--- Selection ---
---
Re: [PATCH v1] mm/hugetlb_vmemmap: remap head page to newly allocated page

[Date Prev][Date Next][Thread Prev][Thread Next][Date Index][Thread Index]

 



On Wed, Aug 03, 2022 at 01:22:21PM +0100, Joao Martins wrote:
> 
> 
> On 8/3/22 11:44, Muchun Song wrote:
> > On Wed, Aug 03, 2022 at 10:52:13AM +0100, Joao Martins wrote:
> >> On 8/3/22 05:11, Muchun Song wrote:
> >>> On Tue, Aug 02, 2022 at 07:03:09PM +0100, Joao Martins wrote:
> >>>> Today with `hugetlb_free_vmemmap=on` the struct page memory that is
> >>>> freed back to page allocator is as following: for a 2M hugetlb page it
> >>>> will reuse the first 4K vmemmap page to remap the remaining 7 vmemmap
> >>>> pages, and for a 1G hugetlb it will remap the remaining 4095 vmemmap
> >>>> pages. Essentially, that means that it breaks the first 4K of a
> >>>> potentially contiguous chunk of memory of 32K (for 2M hugetlb pages) or
> >>>> 16M (for 1G hugetlb pages). For this reason the memory that it's free
> >>>> back to page allocator cannot be used for hugetlb to allocate huge pages
> >>>> of the same size, but rather only of a smaller huge page size:
> >>>>
> >>>
> >>> Hi Joao,
> >>>
> >>> Thanks for your work on this. I admit you are right. The current mechanism
> >>> prevented the freed vmemmap pages from being mergerd into a potential
> >>> contiguous page. Allocating a new head page is straightforward approach,
> >>> however, it is very dangerous at runtime after system booting up. Why
> >>> dangerous? Because you should first 1) copy the content from the head vmemmap
> >>> page to the targeted (newly allocated) page, and then 2) change the PTE
> >>> entry to the new page. However, the content (especially the refcount) of the
> >>> old head vmemmmap page could be changed elsewhere (e.g. other modules)
> >>> between the step 1) and 2). Eventually, the new allocated vmemmap page is
> >>> corrupted. Unluckily, we don't have an easy approach to prevent it.
> >>>
> >> OK, I see what I missed. You mean the refcount (or any other data) on the
> >> preceeding struct pages to this head struct page unrelated to the hugetlb
> >> page being remapped. Meaning when the first struct page in the old vmemmap
> >> page is *not* the head page we are trying to remap right?
> >>
> >> See further below in your patch but I wonder if we could actually check this
> >> from the hugetlb head va being aligned to PAGE_SIZE. Meaning that we would be checking
> >> that this head page is the first of struct page in the vmemmap page that
> >> we are still safe to remap? If so, the patch could be simpler more
> >> like mine, without the special freeing path you added below.
> >>
> >> If I'm right, see at the end.
---
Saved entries
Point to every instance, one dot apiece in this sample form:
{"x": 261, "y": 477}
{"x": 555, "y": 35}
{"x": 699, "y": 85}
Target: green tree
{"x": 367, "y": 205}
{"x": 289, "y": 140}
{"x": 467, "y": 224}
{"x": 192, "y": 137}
---
--- Work to do ---
According to the hugetlb thread, how many vmemmap pages are remapped for a 1G hugetlb page with `hugetlb_free_vmemmap=on`?

--- Written solution ---
The remaining 4095 vmemmap pages.